Line by line, set down the records below from the first line through the line containing "Look at this image and locate every instance of black". Omit the pictures.
[Information given Boundary: Start]
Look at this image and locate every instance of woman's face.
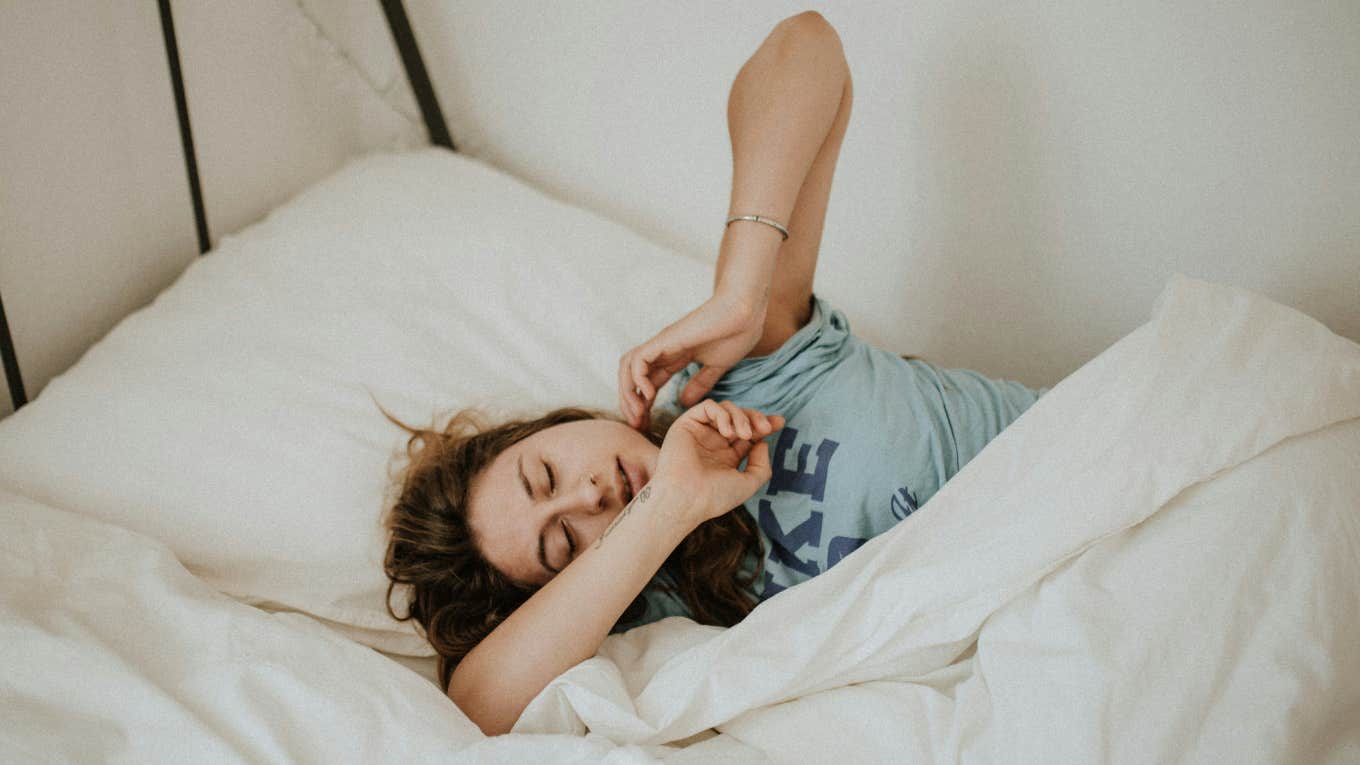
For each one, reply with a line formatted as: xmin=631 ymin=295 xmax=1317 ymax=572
xmin=466 ymin=419 xmax=660 ymax=586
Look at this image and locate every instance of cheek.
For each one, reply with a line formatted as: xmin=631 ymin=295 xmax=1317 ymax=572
xmin=580 ymin=507 xmax=620 ymax=546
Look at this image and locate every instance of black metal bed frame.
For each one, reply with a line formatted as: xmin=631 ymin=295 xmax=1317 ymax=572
xmin=0 ymin=0 xmax=454 ymax=412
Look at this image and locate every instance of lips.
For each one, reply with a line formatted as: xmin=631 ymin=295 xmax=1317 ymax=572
xmin=627 ymin=458 xmax=647 ymax=503
xmin=616 ymin=456 xmax=648 ymax=506
xmin=616 ymin=457 xmax=633 ymax=504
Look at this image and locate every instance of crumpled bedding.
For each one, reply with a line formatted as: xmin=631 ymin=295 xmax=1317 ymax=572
xmin=3 ymin=275 xmax=1358 ymax=763
xmin=514 ymin=275 xmax=1360 ymax=762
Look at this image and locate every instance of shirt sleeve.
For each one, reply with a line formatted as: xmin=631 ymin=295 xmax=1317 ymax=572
xmin=667 ymin=294 xmax=854 ymax=419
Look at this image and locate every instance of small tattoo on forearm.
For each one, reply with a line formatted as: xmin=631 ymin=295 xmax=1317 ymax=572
xmin=595 ymin=485 xmax=651 ymax=549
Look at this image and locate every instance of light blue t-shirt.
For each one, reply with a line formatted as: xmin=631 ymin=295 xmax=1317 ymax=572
xmin=612 ymin=295 xmax=1044 ymax=632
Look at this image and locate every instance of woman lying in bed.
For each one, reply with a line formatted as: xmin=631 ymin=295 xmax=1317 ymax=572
xmin=382 ymin=12 xmax=1043 ymax=735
[Information given Boundary: End]
**Completed exercise**
Look at this image and locate every instance of woman's face.
For each one, reply with a line formatted as: xmin=631 ymin=295 xmax=1317 ymax=572
xmin=466 ymin=419 xmax=660 ymax=586
Look at this image and locate every instance of cheek.
For each one, reply with a line formatted as: xmin=631 ymin=295 xmax=1317 ymax=572
xmin=580 ymin=507 xmax=620 ymax=546
Look at this image and locate every instance of black metal bed frame.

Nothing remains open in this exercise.